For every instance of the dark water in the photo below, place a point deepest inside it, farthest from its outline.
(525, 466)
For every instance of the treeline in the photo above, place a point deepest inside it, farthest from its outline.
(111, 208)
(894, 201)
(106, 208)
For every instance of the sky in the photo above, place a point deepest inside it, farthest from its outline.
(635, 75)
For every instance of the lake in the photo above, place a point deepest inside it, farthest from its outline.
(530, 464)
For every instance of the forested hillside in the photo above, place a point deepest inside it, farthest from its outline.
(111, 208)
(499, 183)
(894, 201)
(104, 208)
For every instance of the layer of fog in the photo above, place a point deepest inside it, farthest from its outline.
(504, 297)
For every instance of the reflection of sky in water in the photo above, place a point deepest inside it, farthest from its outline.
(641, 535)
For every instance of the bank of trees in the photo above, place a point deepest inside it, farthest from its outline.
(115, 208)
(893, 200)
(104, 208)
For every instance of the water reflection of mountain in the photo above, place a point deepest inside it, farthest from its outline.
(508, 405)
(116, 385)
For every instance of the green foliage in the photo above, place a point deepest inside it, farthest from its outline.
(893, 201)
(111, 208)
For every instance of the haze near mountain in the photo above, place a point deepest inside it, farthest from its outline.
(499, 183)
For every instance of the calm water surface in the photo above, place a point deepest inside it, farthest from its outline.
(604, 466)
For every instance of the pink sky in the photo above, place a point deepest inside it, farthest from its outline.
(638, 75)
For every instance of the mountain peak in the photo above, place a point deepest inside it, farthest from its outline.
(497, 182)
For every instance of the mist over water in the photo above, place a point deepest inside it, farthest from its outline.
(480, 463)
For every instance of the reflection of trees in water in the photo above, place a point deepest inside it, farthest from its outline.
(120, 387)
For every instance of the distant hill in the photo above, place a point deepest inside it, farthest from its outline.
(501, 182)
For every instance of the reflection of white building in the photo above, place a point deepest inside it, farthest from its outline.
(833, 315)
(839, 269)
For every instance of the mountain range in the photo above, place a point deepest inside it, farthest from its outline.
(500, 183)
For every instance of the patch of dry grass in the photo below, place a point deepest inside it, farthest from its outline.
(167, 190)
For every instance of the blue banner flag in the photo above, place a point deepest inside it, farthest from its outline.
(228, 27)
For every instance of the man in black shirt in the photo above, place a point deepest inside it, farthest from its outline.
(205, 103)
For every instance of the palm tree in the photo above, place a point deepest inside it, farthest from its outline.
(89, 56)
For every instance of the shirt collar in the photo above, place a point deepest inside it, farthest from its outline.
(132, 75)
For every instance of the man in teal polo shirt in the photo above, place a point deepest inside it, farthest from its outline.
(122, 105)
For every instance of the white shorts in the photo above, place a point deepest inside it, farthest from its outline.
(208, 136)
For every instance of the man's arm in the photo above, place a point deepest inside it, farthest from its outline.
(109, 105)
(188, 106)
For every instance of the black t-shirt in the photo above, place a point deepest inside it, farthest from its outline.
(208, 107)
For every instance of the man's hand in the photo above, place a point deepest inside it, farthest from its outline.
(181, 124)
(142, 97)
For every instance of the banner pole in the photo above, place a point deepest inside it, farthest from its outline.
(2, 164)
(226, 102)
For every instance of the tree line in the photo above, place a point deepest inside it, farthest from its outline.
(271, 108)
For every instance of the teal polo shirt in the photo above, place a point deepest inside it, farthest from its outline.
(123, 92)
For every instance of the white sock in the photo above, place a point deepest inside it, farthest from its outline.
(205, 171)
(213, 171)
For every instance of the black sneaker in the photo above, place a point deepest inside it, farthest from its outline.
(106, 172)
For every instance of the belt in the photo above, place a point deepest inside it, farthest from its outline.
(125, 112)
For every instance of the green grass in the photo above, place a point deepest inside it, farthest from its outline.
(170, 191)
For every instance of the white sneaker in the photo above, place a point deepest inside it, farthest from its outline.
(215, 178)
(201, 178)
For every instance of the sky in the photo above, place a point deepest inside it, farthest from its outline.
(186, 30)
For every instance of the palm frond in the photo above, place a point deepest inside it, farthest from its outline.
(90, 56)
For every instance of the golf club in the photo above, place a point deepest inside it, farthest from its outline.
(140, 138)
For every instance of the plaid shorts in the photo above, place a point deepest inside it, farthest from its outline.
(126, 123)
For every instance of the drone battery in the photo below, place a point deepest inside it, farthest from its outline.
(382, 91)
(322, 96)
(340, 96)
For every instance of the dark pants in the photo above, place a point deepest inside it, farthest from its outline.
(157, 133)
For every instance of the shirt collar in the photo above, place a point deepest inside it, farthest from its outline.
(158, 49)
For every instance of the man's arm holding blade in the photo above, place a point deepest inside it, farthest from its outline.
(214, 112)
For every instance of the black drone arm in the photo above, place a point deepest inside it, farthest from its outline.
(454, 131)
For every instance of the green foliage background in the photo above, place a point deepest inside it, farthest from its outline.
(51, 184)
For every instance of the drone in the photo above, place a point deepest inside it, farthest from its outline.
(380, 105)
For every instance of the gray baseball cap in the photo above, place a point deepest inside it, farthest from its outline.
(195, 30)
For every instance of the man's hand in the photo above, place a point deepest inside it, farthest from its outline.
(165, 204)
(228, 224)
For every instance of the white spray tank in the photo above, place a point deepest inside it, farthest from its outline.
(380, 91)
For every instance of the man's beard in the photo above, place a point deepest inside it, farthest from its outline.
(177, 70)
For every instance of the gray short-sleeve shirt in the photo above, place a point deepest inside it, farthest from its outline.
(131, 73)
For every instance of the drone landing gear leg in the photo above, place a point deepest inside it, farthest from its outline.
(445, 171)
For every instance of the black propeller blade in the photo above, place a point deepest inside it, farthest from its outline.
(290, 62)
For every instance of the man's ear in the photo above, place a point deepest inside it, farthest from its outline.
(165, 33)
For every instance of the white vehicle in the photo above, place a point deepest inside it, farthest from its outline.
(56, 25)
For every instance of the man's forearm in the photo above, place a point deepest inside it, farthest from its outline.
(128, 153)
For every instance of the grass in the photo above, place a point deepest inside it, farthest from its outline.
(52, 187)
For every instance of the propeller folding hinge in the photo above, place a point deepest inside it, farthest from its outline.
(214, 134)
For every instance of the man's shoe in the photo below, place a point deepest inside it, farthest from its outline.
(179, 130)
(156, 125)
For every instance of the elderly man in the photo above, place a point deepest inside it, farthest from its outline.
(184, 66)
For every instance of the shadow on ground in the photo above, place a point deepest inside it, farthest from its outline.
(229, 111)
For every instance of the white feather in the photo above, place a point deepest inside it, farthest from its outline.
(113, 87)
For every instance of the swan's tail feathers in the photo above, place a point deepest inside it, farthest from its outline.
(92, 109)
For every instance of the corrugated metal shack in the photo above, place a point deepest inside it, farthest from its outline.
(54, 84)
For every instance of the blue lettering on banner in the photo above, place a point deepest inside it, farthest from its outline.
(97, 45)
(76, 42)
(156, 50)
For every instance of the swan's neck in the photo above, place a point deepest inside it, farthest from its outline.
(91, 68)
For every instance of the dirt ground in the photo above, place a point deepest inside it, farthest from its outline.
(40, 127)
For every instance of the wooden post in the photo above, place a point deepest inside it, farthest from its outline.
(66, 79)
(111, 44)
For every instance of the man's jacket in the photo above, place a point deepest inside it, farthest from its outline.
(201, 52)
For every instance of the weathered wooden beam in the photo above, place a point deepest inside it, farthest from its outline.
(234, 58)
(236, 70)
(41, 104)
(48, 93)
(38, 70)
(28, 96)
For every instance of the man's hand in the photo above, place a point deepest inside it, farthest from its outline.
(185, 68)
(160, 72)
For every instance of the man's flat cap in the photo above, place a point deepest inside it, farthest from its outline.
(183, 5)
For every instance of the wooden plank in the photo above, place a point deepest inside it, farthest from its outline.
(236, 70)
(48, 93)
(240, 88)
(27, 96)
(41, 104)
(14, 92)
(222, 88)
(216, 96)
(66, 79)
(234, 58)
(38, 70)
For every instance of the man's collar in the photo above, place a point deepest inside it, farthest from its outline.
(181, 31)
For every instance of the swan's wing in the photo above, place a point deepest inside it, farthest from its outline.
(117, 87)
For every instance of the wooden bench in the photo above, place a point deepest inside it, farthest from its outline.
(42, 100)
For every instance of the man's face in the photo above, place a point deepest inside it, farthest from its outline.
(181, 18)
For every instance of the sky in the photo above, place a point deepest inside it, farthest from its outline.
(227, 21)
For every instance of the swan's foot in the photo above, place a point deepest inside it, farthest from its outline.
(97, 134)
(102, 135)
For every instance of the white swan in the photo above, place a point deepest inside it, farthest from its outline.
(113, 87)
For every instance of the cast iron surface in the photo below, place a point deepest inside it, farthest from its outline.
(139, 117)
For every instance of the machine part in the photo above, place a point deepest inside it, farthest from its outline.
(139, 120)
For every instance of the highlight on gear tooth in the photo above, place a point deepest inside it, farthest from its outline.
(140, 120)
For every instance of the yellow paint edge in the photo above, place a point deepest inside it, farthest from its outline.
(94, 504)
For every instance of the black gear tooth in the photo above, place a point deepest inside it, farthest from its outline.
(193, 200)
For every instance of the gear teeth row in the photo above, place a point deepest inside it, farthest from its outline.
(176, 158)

◆ ◆ ◆

Rewrite every line from the one containing "For every instance of the gear" through the end of the records, including the request lines. Offset each point coordinate by adding 141 to both of its numbers.

ANSWER FOR THE TASK:
For every instance of the gear teeth row in the photo above, place a point deepest inside it, farthest from its outline.
(317, 299)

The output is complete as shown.